* _PROBLEM DETAILS_
Render the lines as a Markdown table with the columns Row and Text: number each line in Row and put the line itself in Text. Omit blank lines and all pictures.

* _PROVIDED DATA_
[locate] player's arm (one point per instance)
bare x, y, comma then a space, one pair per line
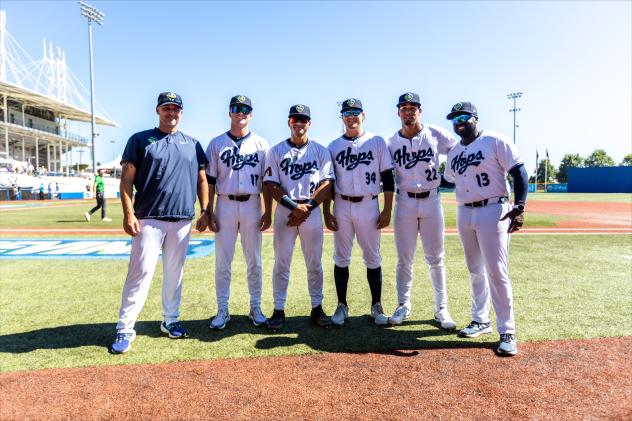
126, 187
388, 187
520, 187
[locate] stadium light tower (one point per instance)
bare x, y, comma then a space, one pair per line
93, 15
514, 96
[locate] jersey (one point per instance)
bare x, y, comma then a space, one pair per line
358, 163
479, 169
299, 170
416, 160
237, 166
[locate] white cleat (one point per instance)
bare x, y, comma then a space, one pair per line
444, 319
402, 312
340, 315
377, 313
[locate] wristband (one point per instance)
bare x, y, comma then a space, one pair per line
288, 203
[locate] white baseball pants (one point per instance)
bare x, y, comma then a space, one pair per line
155, 235
311, 235
486, 245
423, 218
244, 218
357, 220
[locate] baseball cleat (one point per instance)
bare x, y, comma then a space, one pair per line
443, 318
402, 312
475, 329
175, 330
219, 321
122, 342
257, 316
377, 313
340, 315
319, 317
507, 344
277, 321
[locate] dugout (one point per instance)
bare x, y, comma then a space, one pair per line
600, 180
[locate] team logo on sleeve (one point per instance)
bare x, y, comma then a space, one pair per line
409, 159
233, 159
460, 162
297, 171
350, 161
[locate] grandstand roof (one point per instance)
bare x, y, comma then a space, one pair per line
49, 103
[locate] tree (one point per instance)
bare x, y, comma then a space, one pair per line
599, 158
627, 160
569, 161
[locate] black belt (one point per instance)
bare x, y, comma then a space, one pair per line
481, 203
239, 198
355, 199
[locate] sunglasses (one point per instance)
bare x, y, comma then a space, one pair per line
299, 119
240, 109
350, 113
463, 118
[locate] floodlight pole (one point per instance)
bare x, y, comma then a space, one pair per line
92, 14
514, 96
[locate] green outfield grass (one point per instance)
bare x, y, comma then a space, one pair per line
58, 313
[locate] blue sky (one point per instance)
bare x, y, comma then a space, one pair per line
572, 60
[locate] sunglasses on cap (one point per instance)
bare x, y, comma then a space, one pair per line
463, 118
350, 113
299, 119
240, 109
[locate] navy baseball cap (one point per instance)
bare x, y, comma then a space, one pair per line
299, 109
240, 100
408, 98
462, 108
166, 98
351, 104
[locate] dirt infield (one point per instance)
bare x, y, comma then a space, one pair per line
588, 379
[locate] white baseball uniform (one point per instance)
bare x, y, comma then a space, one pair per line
238, 169
357, 165
299, 171
416, 163
479, 171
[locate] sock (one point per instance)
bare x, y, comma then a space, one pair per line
341, 277
374, 276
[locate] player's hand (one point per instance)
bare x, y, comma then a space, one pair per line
131, 225
330, 221
212, 222
516, 219
202, 223
384, 219
266, 221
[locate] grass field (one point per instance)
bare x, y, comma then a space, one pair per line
60, 313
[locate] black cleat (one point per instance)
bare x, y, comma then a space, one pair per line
319, 317
277, 321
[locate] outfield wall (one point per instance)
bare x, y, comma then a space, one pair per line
600, 180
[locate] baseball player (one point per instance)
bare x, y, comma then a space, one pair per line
167, 168
361, 162
479, 165
415, 150
299, 176
235, 173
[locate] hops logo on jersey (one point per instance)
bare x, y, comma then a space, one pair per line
232, 158
350, 161
409, 159
460, 162
297, 171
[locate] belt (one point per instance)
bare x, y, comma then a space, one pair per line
239, 197
485, 202
421, 195
355, 199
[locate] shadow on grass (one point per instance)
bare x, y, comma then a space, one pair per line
358, 335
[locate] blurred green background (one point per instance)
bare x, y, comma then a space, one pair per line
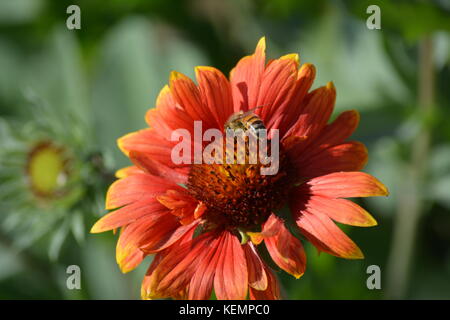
85, 88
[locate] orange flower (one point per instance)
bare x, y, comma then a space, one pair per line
197, 218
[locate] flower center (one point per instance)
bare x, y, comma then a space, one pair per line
46, 169
239, 196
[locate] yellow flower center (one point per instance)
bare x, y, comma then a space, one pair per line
46, 170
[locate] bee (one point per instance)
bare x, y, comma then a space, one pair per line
245, 121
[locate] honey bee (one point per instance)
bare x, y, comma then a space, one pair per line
245, 121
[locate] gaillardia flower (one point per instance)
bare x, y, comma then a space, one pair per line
207, 223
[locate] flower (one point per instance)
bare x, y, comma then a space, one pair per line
197, 218
43, 178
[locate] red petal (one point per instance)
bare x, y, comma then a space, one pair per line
168, 115
305, 78
273, 289
246, 78
323, 233
257, 277
127, 171
147, 230
347, 185
349, 156
176, 270
135, 188
186, 93
181, 204
286, 250
231, 280
201, 284
215, 91
339, 130
319, 105
277, 83
127, 215
341, 210
149, 289
143, 161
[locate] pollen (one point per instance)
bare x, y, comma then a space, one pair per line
239, 196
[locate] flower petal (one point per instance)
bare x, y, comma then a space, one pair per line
139, 233
349, 156
168, 115
278, 81
246, 78
176, 270
127, 171
323, 233
158, 269
137, 187
186, 93
341, 210
286, 250
339, 130
347, 185
155, 168
319, 105
273, 288
231, 280
127, 215
201, 284
215, 92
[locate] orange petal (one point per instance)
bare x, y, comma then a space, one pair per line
347, 185
257, 277
314, 116
126, 215
339, 130
273, 288
177, 269
348, 156
168, 115
180, 203
231, 279
321, 231
186, 93
278, 81
246, 78
142, 232
215, 91
286, 250
305, 79
127, 171
162, 263
135, 188
201, 284
341, 210
155, 168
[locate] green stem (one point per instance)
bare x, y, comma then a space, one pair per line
410, 199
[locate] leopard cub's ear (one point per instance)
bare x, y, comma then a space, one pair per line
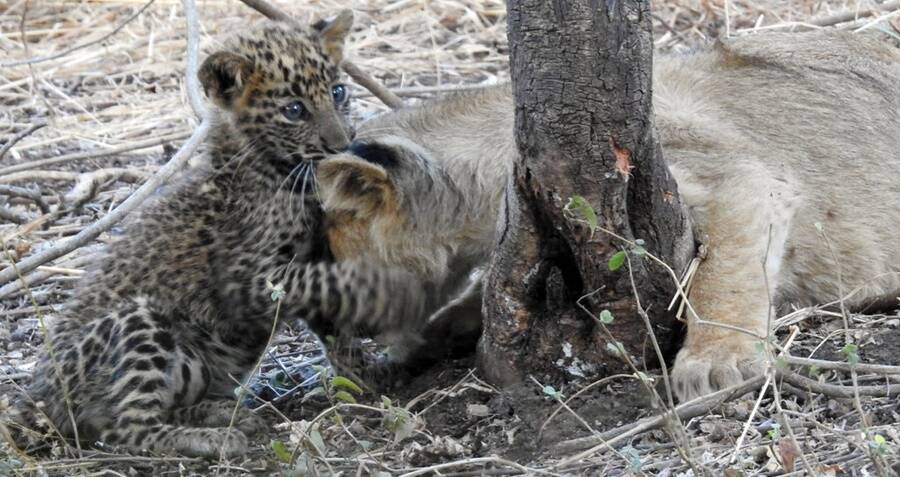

* _SOLUTION TO THIS PROBLEM_
| Row | Text |
|---|---|
| 1 | [locate] player's arm (one point per instance) |
| 2 | bare x, y, comma then a space, one pair per line |
| 3 | 126, 187 |
| 4 | 388, 187 |
| 5 | 520, 187 |
| 6 | [locate] stadium light tower (one point per instance) |
| 7 | bare x, y, comma then a space, one pair per line |
| 8 | 93, 15 |
| 9 | 514, 96 |
| 10 | [locate] jersey (one point per instance) |
| 11 | bare x, y, comma then a space, one pair per line |
| 12 | 358, 163 |
| 13 | 479, 169 |
| 14 | 299, 170 |
| 15 | 416, 160 |
| 16 | 237, 166 |
| 17 | [locate] white cleat (one point per instance) |
| 18 | bare x, y, comma then a space, one pair per line |
| 19 | 444, 319 |
| 20 | 402, 312 |
| 21 | 340, 315 |
| 22 | 377, 313 |
| 23 | [locate] wristband (one point per instance) |
| 24 | bare x, y, comma then a space, one pair per line |
| 25 | 288, 203 |
| 26 | [locate] white baseball pants (one point per instance) |
| 27 | bare x, y, comma then a space, one pair per line |
| 28 | 155, 235 |
| 29 | 311, 235 |
| 30 | 486, 245 |
| 31 | 423, 218 |
| 32 | 244, 218 |
| 33 | 357, 220 |
| 34 | [locate] baseball cleat (one point per instance) |
| 35 | bare x, y, comma then a space, one pair per line |
| 36 | 443, 318 |
| 37 | 402, 312 |
| 38 | 475, 329 |
| 39 | 175, 330 |
| 40 | 219, 321 |
| 41 | 122, 342 |
| 42 | 257, 316 |
| 43 | 377, 313 |
| 44 | 340, 315 |
| 45 | 319, 317 |
| 46 | 507, 344 |
| 47 | 277, 321 |
| 48 | [locate] dugout (one point per instance) |
| 49 | bare x, y, comma then a space, one pair per line |
| 50 | 600, 180 |
| 51 | [locate] team logo on sleeve (one point per instance) |
| 52 | bare x, y, comma then a space, one pair per line |
| 53 | 409, 159 |
| 54 | 233, 159 |
| 55 | 460, 162 |
| 56 | 297, 171 |
| 57 | 350, 161 |
| 58 | [locate] grandstand roof (one point per instance) |
| 59 | bare x, y, comma then a space, one pair per line |
| 60 | 49, 103 |
| 61 | [locate] tree (one point per instance) |
| 62 | bare x, y, comma then a space, one pair per line |
| 63 | 599, 158 |
| 64 | 627, 160 |
| 65 | 569, 161 |
| 66 | [locate] black belt (one point per instance) |
| 67 | bare x, y, comma then a space, one pair per line |
| 68 | 481, 203 |
| 69 | 239, 198 |
| 70 | 355, 199 |
| 71 | [locate] sunglasses (one point per instance) |
| 72 | bare x, y, comma then a space, one pair per line |
| 73 | 299, 119 |
| 74 | 240, 109 |
| 75 | 350, 113 |
| 76 | 463, 118 |
| 77 | [locate] floodlight pole (one point per instance) |
| 78 | bare x, y, comma then a space, one pair per line |
| 79 | 92, 14 |
| 80 | 514, 96 |
| 81 | [locate] green outfield grass (one point per instance) |
| 82 | bare x, y, comma then a space, one pair per line |
| 83 | 58, 313 |
| 84 | [locate] blue sky (one point per instance) |
| 85 | bare x, y, comma then a space, one pair per line |
| 86 | 572, 60 |
| 87 | [locate] sunglasses on cap (one point per instance) |
| 88 | bare x, y, comma then a space, one pair per line |
| 89 | 463, 118 |
| 90 | 350, 113 |
| 91 | 299, 119 |
| 92 | 240, 109 |
| 93 | [locate] navy baseball cap (one point per instance) |
| 94 | bare x, y, comma then a space, one pair per line |
| 95 | 299, 109 |
| 96 | 240, 100 |
| 97 | 408, 98 |
| 98 | 462, 108 |
| 99 | 166, 98 |
| 100 | 351, 104 |
| 101 | [locate] dirt infield (one point per instance) |
| 102 | bare x, y, comma then a space, one pair per line |
| 103 | 588, 379 |
| 104 | [locate] white baseball uniform (one point per instance) |
| 105 | bare x, y, comma then a space, one pair per line |
| 106 | 238, 169 |
| 107 | 357, 165 |
| 108 | 299, 171 |
| 109 | 416, 163 |
| 110 | 479, 171 |
| 111 | [locate] sock (one point per instance) |
| 112 | bare x, y, comma then a space, one pair per line |
| 113 | 341, 277 |
| 114 | 374, 276 |
| 115 | [locate] player's hand (one point per instance) |
| 116 | bare x, y, comma then a space, one pair per line |
| 117 | 131, 225 |
| 118 | 330, 221 |
| 119 | 212, 222 |
| 120 | 516, 219 |
| 121 | 202, 223 |
| 122 | 384, 219 |
| 123 | 266, 221 |
| 124 | [locate] grass field (one point per instance) |
| 125 | bare x, y, comma then a space, one pair per line |
| 126 | 60, 313 |
| 127 | [locate] black cleat (one point per instance) |
| 128 | bare x, y, comma then a space, one pair per line |
| 129 | 319, 317 |
| 130 | 277, 321 |
| 131 | [locate] outfield wall (one point per instance) |
| 132 | bare x, y, comma then a space, one pair per line |
| 133 | 600, 180 |
| 134 | [locate] baseball player (one point per instance) |
| 135 | bare x, y, comma then a space, one pair per line |
| 136 | 167, 168 |
| 137 | 361, 162 |
| 138 | 479, 165 |
| 139 | 415, 150 |
| 140 | 299, 176 |
| 141 | 235, 173 |
| 142 | [locate] hops logo on jersey (one point per instance) |
| 143 | bare x, y, comma then a space, one pair per line |
| 144 | 232, 158 |
| 145 | 350, 161 |
| 146 | 409, 159 |
| 147 | 460, 162 |
| 148 | 297, 171 |
| 149 | [locate] belt (one point per instance) |
| 150 | bare x, y, comma then a space, one pair per line |
| 151 | 239, 197 |
| 152 | 485, 202 |
| 153 | 421, 195 |
| 154 | 355, 199 |
| 155 | [locate] shadow on grass (one point per instance) |
| 156 | bare x, y, comma then a space, one pair per line |
| 157 | 358, 335 |
| 158 | [locate] blurred green background (one point per instance) |
| 159 | bare x, y, comma then a space, one pair per line |
| 160 | 85, 88 |
| 161 | [locate] orange flower (one point per instance) |
| 162 | bare x, y, comma then a space, one pair per line |
| 163 | 197, 218 |
| 164 | [locate] flower center (one point per instance) |
| 165 | bare x, y, comma then a space, one pair per line |
| 166 | 46, 169 |
| 167 | 239, 196 |
| 168 | [locate] yellow flower center (one point per instance) |
| 169 | bare x, y, comma then a space, one pair per line |
| 170 | 46, 170 |
| 171 | [locate] bee (one point per instance) |
| 172 | bare x, y, comma then a space, one pair per line |
| 173 | 245, 121 |
| 174 | [locate] honey bee (one point per instance) |
| 175 | bare x, y, comma then a space, one pair per line |
| 176 | 245, 121 |
| 177 | [locate] gaillardia flower (one point per instance) |
| 178 | bare x, y, comma then a space, one pair per line |
| 179 | 207, 223 |
| 180 | [locate] flower (one point per instance) |
| 181 | bare x, y, comma then a space, one pair per line |
| 182 | 197, 218 |
| 183 | 43, 178 |
| 184 | [locate] red petal (one point per instance) |
| 185 | bare x, y, comma then a space, one pair per line |
| 186 | 168, 115 |
| 187 | 305, 78 |
| 188 | 273, 289 |
| 189 | 246, 78 |
| 190 | 323, 233 |
| 191 | 257, 277 |
| 192 | 127, 171 |
| 193 | 147, 230 |
| 194 | 347, 185 |
| 195 | 349, 156 |
| 196 | 176, 270 |
| 197 | 135, 188 |
| 198 | 186, 93 |
| 199 | 181, 204 |
| 200 | 286, 250 |
| 201 | 231, 280 |
| 202 | 201, 284 |
| 203 | 215, 91 |
| 204 | 339, 130 |
| 205 | 319, 105 |
| 206 | 277, 83 |
| 207 | 127, 215 |
| 208 | 341, 210 |
| 209 | 149, 289 |
| 210 | 143, 161 |
| 211 | [locate] pollen (one point per instance) |
| 212 | bare x, y, comma then a space, one pair per line |
| 213 | 239, 196 |
| 214 | [locate] flower petal (one point per instance) |
| 215 | bare x, y, comma then a space, one pair per line |
| 216 | 139, 233 |
| 217 | 349, 156 |
| 218 | 168, 115 |
| 219 | 278, 81 |
| 220 | 246, 78 |
| 221 | 176, 270 |
| 222 | 127, 171 |
| 223 | 323, 233 |
| 224 | 158, 269 |
| 225 | 137, 187 |
| 226 | 186, 93 |
| 227 | 341, 210 |
| 228 | 286, 250 |
| 229 | 339, 130 |
| 230 | 347, 185 |
| 231 | 155, 168 |
| 232 | 319, 105 |
| 233 | 273, 288 |
| 234 | 231, 280 |
| 235 | 127, 215 |
| 236 | 201, 284 |
| 237 | 215, 92 |
| 238 | [locate] orange petal (one point per instance) |
| 239 | bare x, y, comma then a space, one pair per line |
| 240 | 347, 185 |
| 241 | 257, 277 |
| 242 | 314, 116 |
| 243 | 126, 215 |
| 244 | 339, 130 |
| 245 | 273, 288 |
| 246 | 177, 269 |
| 247 | 348, 156 |
| 248 | 168, 115 |
| 249 | 180, 203 |
| 250 | 231, 279 |
| 251 | 321, 231 |
| 252 | 186, 93 |
| 253 | 278, 81 |
| 254 | 246, 78 |
| 255 | 142, 232 |
| 256 | 215, 91 |
| 257 | 286, 250 |
| 258 | 305, 79 |
| 259 | 127, 171 |
| 260 | 162, 263 |
| 261 | 135, 188 |
| 262 | 201, 284 |
| 263 | 341, 210 |
| 264 | 155, 168 |
| 265 | [locate] green stem (one point per instance) |
| 266 | bare x, y, comma then a space, one pair per line |
| 267 | 410, 199 |
| 268 | [locate] leopard cub's ear (one point per instance) |
| 269 | bare x, y, comma then a space, one pair per line |